WHAT YOU HAVE TO DO -
Could you set out every line of the items below as one numbered list, leaving out the blank lines?

EXTRACTED MATERIAL -
===
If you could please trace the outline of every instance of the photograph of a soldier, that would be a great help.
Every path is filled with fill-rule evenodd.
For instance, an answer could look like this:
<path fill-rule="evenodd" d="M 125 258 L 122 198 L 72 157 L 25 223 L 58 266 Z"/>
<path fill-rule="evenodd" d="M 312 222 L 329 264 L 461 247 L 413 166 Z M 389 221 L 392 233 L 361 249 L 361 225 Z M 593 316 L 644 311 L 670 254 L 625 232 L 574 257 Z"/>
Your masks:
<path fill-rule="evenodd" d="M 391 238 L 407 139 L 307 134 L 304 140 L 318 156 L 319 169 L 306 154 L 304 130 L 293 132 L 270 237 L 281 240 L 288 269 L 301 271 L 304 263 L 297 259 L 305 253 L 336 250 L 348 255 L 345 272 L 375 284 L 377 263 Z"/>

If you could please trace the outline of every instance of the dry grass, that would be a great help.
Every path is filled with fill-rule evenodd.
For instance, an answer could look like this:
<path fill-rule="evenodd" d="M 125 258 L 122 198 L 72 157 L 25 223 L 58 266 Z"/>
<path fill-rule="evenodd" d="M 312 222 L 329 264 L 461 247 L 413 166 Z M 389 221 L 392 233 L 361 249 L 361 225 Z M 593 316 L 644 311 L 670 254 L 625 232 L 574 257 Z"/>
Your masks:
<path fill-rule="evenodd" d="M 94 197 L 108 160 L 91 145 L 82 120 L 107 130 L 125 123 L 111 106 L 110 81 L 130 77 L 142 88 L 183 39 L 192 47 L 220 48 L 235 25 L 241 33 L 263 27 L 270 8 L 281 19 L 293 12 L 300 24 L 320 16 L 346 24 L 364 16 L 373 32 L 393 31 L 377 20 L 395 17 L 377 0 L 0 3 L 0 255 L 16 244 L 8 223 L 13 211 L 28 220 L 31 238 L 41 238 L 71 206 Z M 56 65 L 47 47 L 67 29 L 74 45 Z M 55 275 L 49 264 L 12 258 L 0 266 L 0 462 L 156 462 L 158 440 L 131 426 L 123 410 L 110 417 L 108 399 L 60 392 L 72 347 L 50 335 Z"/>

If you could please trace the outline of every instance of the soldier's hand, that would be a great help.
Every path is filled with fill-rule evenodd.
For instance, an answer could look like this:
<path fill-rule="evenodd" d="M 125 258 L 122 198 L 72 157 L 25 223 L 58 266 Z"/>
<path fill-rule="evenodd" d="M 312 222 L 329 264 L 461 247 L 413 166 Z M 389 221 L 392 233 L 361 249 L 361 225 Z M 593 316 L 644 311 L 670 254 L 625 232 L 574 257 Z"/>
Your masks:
===
FULL RESPONSE -
1. If you could please trace the outline of every instance of the photograph of a soldier, that would be a great help.
2. Every path is filled with fill-rule evenodd.
3. For instance, an answer could look like this:
4. <path fill-rule="evenodd" d="M 125 258 L 122 198 L 72 157 L 25 223 L 58 266 Z"/>
5. <path fill-rule="evenodd" d="M 312 222 L 329 264 L 461 247 L 413 166 Z M 389 221 L 392 233 L 361 249 L 361 225 Z M 593 316 L 644 311 L 670 254 L 625 232 L 574 257 Z"/>
6. Your masks:
7. <path fill-rule="evenodd" d="M 391 238 L 407 139 L 307 134 L 304 140 L 318 156 L 319 169 L 306 154 L 304 130 L 293 132 L 270 237 L 281 240 L 288 269 L 301 271 L 304 263 L 297 259 L 305 253 L 336 250 L 348 255 L 345 272 L 375 284 L 377 263 Z"/>
8. If you could please trace the outline of every instance of the dry grass, that would be a great help.
9. Every path is filled with fill-rule evenodd.
10. For instance, an answer could look like this:
11. <path fill-rule="evenodd" d="M 125 258 L 122 198 L 72 157 L 25 223 L 58 266 Z"/>
12. <path fill-rule="evenodd" d="M 312 222 L 329 264 L 461 247 L 413 166 Z M 389 221 L 392 233 L 361 249 L 361 225 Z M 593 316 L 644 311 L 670 254 L 625 232 L 574 257 Z"/>
13. Your masks:
14. <path fill-rule="evenodd" d="M 94 197 L 108 160 L 91 145 L 82 120 L 107 130 L 125 123 L 111 106 L 110 81 L 130 77 L 142 88 L 183 39 L 192 47 L 220 48 L 235 25 L 241 33 L 263 27 L 270 8 L 281 19 L 293 12 L 300 24 L 320 16 L 346 24 L 364 16 L 373 32 L 393 31 L 377 20 L 395 17 L 377 0 L 0 3 L 0 255 L 16 244 L 8 223 L 13 211 L 28 220 L 31 238 L 41 238 L 71 206 Z M 56 65 L 47 47 L 67 29 L 74 45 Z M 55 275 L 49 264 L 12 258 L 0 266 L 0 462 L 156 462 L 158 440 L 131 426 L 123 410 L 110 417 L 108 399 L 60 392 L 72 347 L 50 335 Z"/>
15. If you could please trace the outline of every instance of the soldier's hand, that would be a great help.
16. Every path is filled with fill-rule evenodd.
17. For instance, an answer could look like this:
18. <path fill-rule="evenodd" d="M 125 258 L 122 198 L 72 157 L 25 223 L 58 266 Z"/>
19. <path fill-rule="evenodd" d="M 312 222 L 329 264 L 461 247 L 413 166 Z M 389 221 L 392 233 L 361 249 L 361 225 Z M 593 316 L 644 311 L 670 254 L 625 232 L 574 257 Z"/>
20. Your masks:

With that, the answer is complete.